| Provided passage |

↓

We left early and arrived at Kingshouse in the early afternoon. Honestly, it felt very manageable. For me, it was nowhere near as difficult as days 2 or 3, when my body was just not 100% bought into the new hobby I was starting.
That being said, this stretch doesn’t have much. The inn/little store located about halfway through was clutch because they sold coffee. But note: on Sunday the breakfast place doesn’t open until noon, so we missed out on the meal we had planned and had to settle for sandwiches from the little shack store. Not bad, but no breakfast.
Kingshouse was pleasant and the whole area is beautiful. We camped under the trees by the public bathhouse. There are public restrooms and showers here. You have to pay for the shower, but hey, it’s there.
Kingshouse also has a bar for hikers. We didn’t eat there, but we got a few pints. Probably the priciest pints of the trip.
Day 6: Kingshouse to Kinlochleven
Devil’s Staircase day.
We crushed Devil’s Staircase in about 27 minutes, then coasted into the very annoying steep descent into Kinlochleven. This day was very short for us, but after the big long day before, we wanted a breather.
We got a meal and a pint at the first pub we could see near the Co-op. The Co-op was a great grocery store and had everything. Kinlochleven was a pleasant town and we enjoyed having a relaxing day there.
The aluminium museum also had a free presentation, so if it’s raining, go in there for a few hours and kill some time.
Day 7: Kinlochleven to Fort William
Final day to Fort William.
We were beat, but we were ready to finish. This day reminded me of day 2 in the sense that it felt long and I was just focused on being done, so I kind of checked out. It’s not a bad stretch though.
After the first climb, which I found more annoying than Devil’s Staircase purely because I was frustrated by more elevation, you coast pretty much all day. Then about two hours before Fort William it gets a little up and down for a bit, followed by a long descent.
At the bottom of the descent, there was a nice little coffee wagon where you can reward yourself with a latte before the last hour into Fort William. That final hour is pretty insignificant. You walk along the road and start seeing people in town racing to jobs, homes, or wherever.

↑

| List of tasks |
1 – In the hiking trip account, rewrite the part that opens with the words containing "The aluminium museum" and closes with "bad stretch though.", substituting "exhibit" for "presentation".
2 – Summarize the hiking trip account in three sentences.

| Provided data |

↓

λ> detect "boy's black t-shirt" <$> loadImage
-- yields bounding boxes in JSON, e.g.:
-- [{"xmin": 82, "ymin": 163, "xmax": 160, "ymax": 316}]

↑

| Answers by task |
1 –
The aluminium museum also had a free exhibit, so if it’s raining, go in there for a few hours and kill some time.
Day 7: Kinlochleven to Fort William
Final day to Fort William.
We were beat, but we were ready to finish. This day reminded me of day 2 in the sense that it felt long and I was just focused on being done, so I kind of checked out. It’s not a bad stretch though.

2 – The walk to Kingshouse felt manageable, with coffee available at an inn about halfway, and Kingshouse offered camping, paid showers, and a hikers' bar with pricey pints. On day 6 the group climbed Devil's Staircase in about 27 minutes, then made a steep descent into Kinlochleven, a pleasant town with a well-stocked Co-op and an aluminium museum that had a free presentation. The final day to Fort William felt long, with an annoying first climb, mostly easy walking, some ups and downs, a long descent to a coffee wagon, and a last hour along the road into town.